__Gekozen fragment__:
+--

De crisis binnen de FNV is verdiept sinds de aangewezen toezichthouders naar de Ondernemingskamer stapten voor het verruimen van hun mandaat. Hans Lammers sprak hierover met Peter Spijkerman. Hij zat jarenlang namens de sector Zorg en Welzijn in het Ledenparlement (LP) en was de afgelopen vier jaar onderdeel van het Algemeen Bestuur (AB).
De voorstellen van de door de Ondernemingskamer tijdelijk aangestelde leden van de Raad van Toezicht (Lodewijk Asscher en Ton Heerts) markeren een kantelpunt, schreef je met andere oud-leden van het algemeen bestuur in artikel voor de Volkskrant. Jullie hebben het in dat stuk over het risico op een gesloten ‘old boys network’ dat de diversiteit en vernieuwing van de vakbond belemmert. Hoe is dit risico ontstaan en wat zou er volgens jou moeten gebeuren om uit deze bestuurscrisis te komen?
In november 2024 werd door het Ledenparlement (de Algemene Ledenvergadering van de FNV) met het zogenoemde ‘19-puntenplan’ vastgelegd hoe de FNV haar bestuurbaarheid wilde verbeteren: meer verbinding tussen de vereniging van leden en de werkorganisatie die in dienst van die leden het beleid uitvoert. Begin december wees de werkorganisatie op een bijeenkomst met het Algemeen Bestuur waar ik bij was, deze koers echter resoluut af.
Asscher en Heerts zeggen nu dat de vakbond ‘onbestuurbaar’ is, maar waar zit die vermeende onbestuurbaarheid dan precies? Niet bij de leden of hun bestuur, maar in de spanning tussen management en de democratische aansturing. Toch wordt nu juist de verenigingskant als probleem bestempeld.
De FNV is niet ontstaan in (politieke) bestuurskamers, maar op de werkvloer vanwege de noodzaak dat werkenden opkwamen voor hun rechten. Zeggenschap en solidariteit vormen de kern van de vakbeweging die nu onder druk staat. Het voorstel van de toezichthouders vermindert de invloed van leden op hun bestuur en lijkt moeilijk te rijmen met doelstellingen zoals genoemd in de FNV-statuten.

+--

__Records uit dataset__:
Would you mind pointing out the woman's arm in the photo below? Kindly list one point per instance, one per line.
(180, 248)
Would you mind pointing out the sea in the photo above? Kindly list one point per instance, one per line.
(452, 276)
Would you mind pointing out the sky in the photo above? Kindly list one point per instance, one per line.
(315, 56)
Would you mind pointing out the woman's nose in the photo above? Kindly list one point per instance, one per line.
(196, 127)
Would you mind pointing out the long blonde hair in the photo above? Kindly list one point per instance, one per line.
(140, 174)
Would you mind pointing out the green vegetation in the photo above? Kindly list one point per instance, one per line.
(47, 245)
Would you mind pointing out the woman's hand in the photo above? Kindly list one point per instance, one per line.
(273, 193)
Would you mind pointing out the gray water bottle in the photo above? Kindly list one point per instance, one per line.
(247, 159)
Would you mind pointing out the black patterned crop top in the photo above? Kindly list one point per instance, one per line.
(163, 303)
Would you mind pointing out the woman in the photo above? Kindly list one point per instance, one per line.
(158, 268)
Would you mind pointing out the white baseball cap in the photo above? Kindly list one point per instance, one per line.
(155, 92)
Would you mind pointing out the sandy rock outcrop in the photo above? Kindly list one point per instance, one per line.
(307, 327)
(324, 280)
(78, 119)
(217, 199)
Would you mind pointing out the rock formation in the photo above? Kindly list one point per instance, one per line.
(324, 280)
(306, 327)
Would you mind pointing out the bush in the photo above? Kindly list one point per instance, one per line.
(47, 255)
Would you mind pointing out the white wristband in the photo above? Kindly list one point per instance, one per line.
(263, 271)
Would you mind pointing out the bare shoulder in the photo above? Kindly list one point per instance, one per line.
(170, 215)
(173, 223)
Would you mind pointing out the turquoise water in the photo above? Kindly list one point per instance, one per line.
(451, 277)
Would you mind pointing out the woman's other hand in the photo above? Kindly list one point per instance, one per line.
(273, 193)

+--

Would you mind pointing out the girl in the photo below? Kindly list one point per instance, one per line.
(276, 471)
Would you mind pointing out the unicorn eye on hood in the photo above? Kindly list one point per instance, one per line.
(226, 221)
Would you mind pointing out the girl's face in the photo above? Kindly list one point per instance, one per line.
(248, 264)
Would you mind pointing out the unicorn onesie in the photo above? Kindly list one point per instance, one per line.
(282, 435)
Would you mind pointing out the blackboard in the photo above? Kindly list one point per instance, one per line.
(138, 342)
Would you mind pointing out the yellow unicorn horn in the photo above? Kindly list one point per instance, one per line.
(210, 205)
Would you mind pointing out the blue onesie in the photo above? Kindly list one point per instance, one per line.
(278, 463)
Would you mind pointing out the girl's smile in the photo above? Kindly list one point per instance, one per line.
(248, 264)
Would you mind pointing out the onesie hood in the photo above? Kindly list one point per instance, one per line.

+--

Herhaal letterlijk het stuk uit het fragment over de FNV-crisis, te beginnen bij "In november 2024" en doorlopend tot en met "als probleem bestempeld.". De records hebben niets te maken met het fragment.

__Volledig antwoord__:
In november 2024 werd door het Ledenparlement (de Algemene Ledenvergadering van de FNV) met het zogenoemde ‘19-puntenplan’ vastgelegd hoe de FNV haar bestuurbaarheid wilde verbeteren: meer verbinding tussen de vereniging van leden en de werkorganisatie die in dienst van die leden het beleid uitvoert. Begin december wees de werkorganisatie op een bijeenkomst met het Algemeen Bestuur waar ik bij was, deze koers echter resoluut af.
Asscher en Heerts zeggen nu dat de vakbond ‘onbestuurbaar’ is, maar waar zit die vermeende onbestuurbaarheid dan precies? Niet bij de leden of hun bestuur, maar in de spanning tussen management en de democratische aansturing. Toch wordt nu juist de verenigingskant als probleem bestempeld.